Records from a data source

□ □ □

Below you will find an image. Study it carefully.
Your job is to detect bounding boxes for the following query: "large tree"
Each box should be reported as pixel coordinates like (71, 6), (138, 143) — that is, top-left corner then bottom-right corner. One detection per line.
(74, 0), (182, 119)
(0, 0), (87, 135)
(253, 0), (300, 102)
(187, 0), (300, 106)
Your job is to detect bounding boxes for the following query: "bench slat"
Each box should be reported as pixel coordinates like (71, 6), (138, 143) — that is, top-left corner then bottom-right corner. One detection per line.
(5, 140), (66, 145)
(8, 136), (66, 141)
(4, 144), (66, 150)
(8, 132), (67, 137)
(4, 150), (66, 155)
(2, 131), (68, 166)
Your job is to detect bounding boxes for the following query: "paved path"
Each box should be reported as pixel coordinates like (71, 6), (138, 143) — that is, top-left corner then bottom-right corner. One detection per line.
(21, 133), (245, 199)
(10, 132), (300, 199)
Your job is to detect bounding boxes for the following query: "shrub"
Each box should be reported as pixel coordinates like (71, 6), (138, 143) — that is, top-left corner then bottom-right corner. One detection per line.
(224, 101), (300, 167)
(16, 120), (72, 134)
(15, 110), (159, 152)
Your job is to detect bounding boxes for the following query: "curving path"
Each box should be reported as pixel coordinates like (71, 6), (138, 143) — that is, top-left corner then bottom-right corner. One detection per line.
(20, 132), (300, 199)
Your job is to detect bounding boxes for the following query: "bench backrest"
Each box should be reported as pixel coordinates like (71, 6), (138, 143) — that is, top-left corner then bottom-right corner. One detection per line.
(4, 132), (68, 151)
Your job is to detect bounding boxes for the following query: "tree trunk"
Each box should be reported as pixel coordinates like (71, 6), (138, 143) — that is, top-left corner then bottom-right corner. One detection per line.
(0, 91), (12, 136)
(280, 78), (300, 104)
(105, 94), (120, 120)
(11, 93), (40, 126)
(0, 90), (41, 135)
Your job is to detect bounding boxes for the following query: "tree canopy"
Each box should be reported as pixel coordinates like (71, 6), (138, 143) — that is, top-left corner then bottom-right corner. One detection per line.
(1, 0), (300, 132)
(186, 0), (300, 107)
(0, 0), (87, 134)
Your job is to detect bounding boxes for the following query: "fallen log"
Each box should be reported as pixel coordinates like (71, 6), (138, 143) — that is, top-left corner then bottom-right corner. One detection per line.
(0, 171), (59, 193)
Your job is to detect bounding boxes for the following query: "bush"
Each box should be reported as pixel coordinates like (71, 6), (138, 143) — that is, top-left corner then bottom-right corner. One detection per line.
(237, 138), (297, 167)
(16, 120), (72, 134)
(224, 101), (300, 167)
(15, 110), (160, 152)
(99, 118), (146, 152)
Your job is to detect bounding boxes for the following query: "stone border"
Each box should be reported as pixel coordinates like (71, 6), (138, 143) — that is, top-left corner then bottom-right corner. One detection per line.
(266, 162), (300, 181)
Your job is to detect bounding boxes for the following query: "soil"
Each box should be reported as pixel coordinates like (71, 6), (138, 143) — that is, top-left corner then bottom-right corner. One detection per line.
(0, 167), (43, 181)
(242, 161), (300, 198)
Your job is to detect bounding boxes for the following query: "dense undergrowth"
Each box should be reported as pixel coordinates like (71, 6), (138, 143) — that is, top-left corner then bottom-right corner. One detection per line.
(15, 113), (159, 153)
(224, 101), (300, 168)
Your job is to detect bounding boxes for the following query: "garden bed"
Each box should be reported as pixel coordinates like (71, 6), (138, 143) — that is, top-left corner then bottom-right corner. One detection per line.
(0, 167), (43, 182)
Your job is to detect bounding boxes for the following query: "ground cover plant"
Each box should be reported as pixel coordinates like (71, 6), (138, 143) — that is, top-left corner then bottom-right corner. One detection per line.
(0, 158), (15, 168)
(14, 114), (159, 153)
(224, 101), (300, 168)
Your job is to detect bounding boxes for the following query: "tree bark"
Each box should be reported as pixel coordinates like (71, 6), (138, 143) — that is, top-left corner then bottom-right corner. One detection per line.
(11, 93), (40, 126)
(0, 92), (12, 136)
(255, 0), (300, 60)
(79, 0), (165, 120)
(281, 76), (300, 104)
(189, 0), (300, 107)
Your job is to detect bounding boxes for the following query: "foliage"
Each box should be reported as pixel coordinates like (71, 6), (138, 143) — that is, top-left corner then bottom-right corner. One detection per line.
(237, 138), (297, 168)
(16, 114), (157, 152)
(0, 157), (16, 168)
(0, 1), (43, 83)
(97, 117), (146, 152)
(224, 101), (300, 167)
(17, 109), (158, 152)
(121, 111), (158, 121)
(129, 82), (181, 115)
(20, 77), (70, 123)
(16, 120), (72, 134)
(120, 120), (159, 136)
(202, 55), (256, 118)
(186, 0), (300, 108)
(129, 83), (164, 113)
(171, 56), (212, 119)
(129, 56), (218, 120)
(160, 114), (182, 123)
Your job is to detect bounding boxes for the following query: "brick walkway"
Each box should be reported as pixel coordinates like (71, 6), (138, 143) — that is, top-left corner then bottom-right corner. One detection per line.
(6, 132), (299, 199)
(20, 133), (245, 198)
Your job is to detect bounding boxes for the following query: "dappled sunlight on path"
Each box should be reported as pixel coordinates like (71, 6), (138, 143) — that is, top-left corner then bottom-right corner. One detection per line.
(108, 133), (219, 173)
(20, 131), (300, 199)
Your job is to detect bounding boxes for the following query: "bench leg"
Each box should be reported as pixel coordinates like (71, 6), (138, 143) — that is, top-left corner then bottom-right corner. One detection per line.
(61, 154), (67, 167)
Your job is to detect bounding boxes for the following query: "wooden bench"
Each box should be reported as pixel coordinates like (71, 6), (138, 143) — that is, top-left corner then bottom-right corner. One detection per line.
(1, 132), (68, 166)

□ □ □

### EXERCISE
Repeat the data verbatim, line after line, leaving nothing out.

### EXERCISE SOLUTION
Below you will find an image. Study it carefully.
Your job is to detect bounding boxes for the following query: "large tree"
Each box should be reported as pixel coordinates like (71, 6), (138, 143) — that is, top-left corner then bottom-right corner. One detection per line.
(74, 0), (182, 119)
(0, 0), (87, 135)
(253, 0), (300, 102)
(187, 0), (300, 106)
Your job is to detect bounding boxes for the following query: "bench slat"
Each box should be reported as pixel coordinates like (71, 6), (138, 143) — that is, top-left corner then bottom-right corner. One detection per line.
(5, 140), (66, 145)
(8, 136), (66, 141)
(4, 144), (66, 150)
(8, 132), (67, 137)
(4, 150), (66, 155)
(2, 131), (68, 166)
Your job is to detect bounding boxes for the following query: "paved path"
Each box should be reported as pixel coordinates like (71, 6), (138, 143) — that is, top-left corner then bottom-right corner. One detection per line.
(21, 133), (245, 199)
(10, 132), (300, 199)
Your job is to detect bounding boxes for the following query: "shrub"
Each box should be reported as pixel coordinates like (71, 6), (138, 143) — that is, top-left corner then bottom-right corner. One detection per line.
(224, 101), (300, 167)
(16, 120), (72, 134)
(15, 110), (159, 152)
Your job is to detect bounding boxes for the following query: "curving path"
Each box should be reported as pixel coordinates like (71, 6), (138, 143) — that is, top-left corner then bottom-right corner. One detection per line.
(20, 132), (300, 199)
Your job is to detect bounding boxes for the following query: "bench backrest"
Each box should be reported as pixel coordinates like (71, 6), (138, 143) — that is, top-left corner then bottom-right corner. One detection per line.
(4, 132), (68, 151)
Your job is to detect bounding boxes for the following query: "tree trunk"
Each box should be reported as pixel coordinates like (71, 6), (138, 143) — that is, top-left corner then bottom-right corner. One detection per line.
(0, 91), (12, 136)
(280, 78), (300, 104)
(105, 94), (120, 120)
(11, 93), (40, 126)
(0, 90), (41, 135)
Your job is to detect bounding boxes for the following query: "tree canopy"
Each box should be reported as pixel coordinates like (71, 6), (138, 143) — that is, top-left corner then bottom-right corner. One detection per line.
(1, 0), (300, 132)
(186, 0), (300, 107)
(0, 0), (87, 134)
Your job is to detect bounding boxes for the following query: "fallen log"
Each box should be reported as pixel coordinates like (71, 6), (138, 143) — that is, top-left corner then bottom-right corner. One detection per line.
(0, 171), (59, 193)
Your job is to detect bounding boxes for the following query: "bush"
Each box should be reported as pixel coordinates like (71, 6), (138, 143) — that is, top-left corner then bottom-right corner. One detection per line.
(237, 138), (297, 167)
(16, 120), (72, 134)
(224, 101), (300, 167)
(15, 110), (160, 152)
(99, 118), (146, 152)
Your job is to detect bounding boxes for the following query: "stone border"
Each box should be reported as pixel coordinates like (71, 6), (138, 143) — that is, top-left corner then bottom-right corner. One detection per line.
(266, 162), (300, 181)
Your job is to detect bounding boxes for the following query: "soil"
Each box should be reported as pixel coordinates like (71, 6), (138, 143) — that is, top-left corner then bottom-right corner. One detection per line.
(0, 167), (43, 181)
(242, 161), (300, 198)
Your job is to detect bounding boxes for the following query: "dense undergrowth"
Each box should be reported as pixel coordinates like (71, 6), (138, 143) — that is, top-left corner then bottom-right corner. One detection per line.
(15, 113), (159, 153)
(224, 101), (300, 168)
Your job is to detect bounding boxes for the following query: "garden bed"
Each box should be reported as pixel coordinates like (71, 6), (138, 143) — that is, top-left corner then bottom-right corner. One detection per line.
(0, 167), (43, 182)
Your job is to detect bounding boxes for the following query: "ground cover plant"
Each box should be reported as pixel coordinates like (71, 6), (138, 143) — that is, top-left corner then bottom-right corner. One detection per line.
(0, 158), (15, 168)
(14, 114), (159, 153)
(224, 101), (300, 168)
Your job is to detect bounding boxes for the following query: "tree bark"
Each box should be reported as pixel coordinates like (71, 6), (138, 143) — that is, top-left corner then bottom-right corner. One detection per line.
(11, 93), (40, 126)
(0, 92), (12, 136)
(255, 0), (300, 60)
(79, 0), (165, 120)
(281, 76), (300, 104)
(189, 0), (300, 107)
Your job is to detect bounding boxes for the following query: "foliage"
Each box should be reported as pixel coordinates like (71, 6), (138, 143) — that is, top-left corner then bottom-right corner. One detection per line.
(237, 138), (297, 168)
(16, 114), (157, 152)
(0, 157), (16, 168)
(0, 1), (43, 83)
(97, 117), (146, 152)
(224, 101), (300, 167)
(17, 109), (158, 152)
(121, 111), (158, 121)
(129, 82), (181, 115)
(20, 77), (70, 123)
(16, 120), (72, 134)
(120, 120), (159, 136)
(202, 55), (256, 118)
(186, 0), (300, 108)
(129, 83), (164, 113)
(171, 56), (212, 119)
(129, 56), (218, 120)
(160, 114), (182, 123)
Your job is to detect bounding boxes for the following query: "brick walkway"
Each box should be reported as pixel coordinates like (71, 6), (138, 143) — that is, top-left corner then bottom-right corner. One detection per line.
(6, 132), (299, 199)
(20, 133), (245, 198)
Your job is to detect bounding boxes for the following query: "dappled sunlight on path"
Each box should be reported as pixel coordinates like (71, 6), (138, 143) — that is, top-left corner then bottom-right corner. One detection per line.
(108, 133), (219, 173)
(20, 131), (300, 199)
Your job is to detect bounding boxes for the following query: "bench leg"
Each box should be reported as pixel coordinates like (71, 6), (138, 143) — that is, top-left corner then bottom-right corner. One detection per line.
(61, 154), (67, 167)
Your job is to detect bounding boxes for the following query: "wooden bench"
Each box should be reported as pixel coordinates like (71, 6), (138, 143) — that is, top-left corner then bottom-right corner. One detection per line.
(1, 132), (68, 166)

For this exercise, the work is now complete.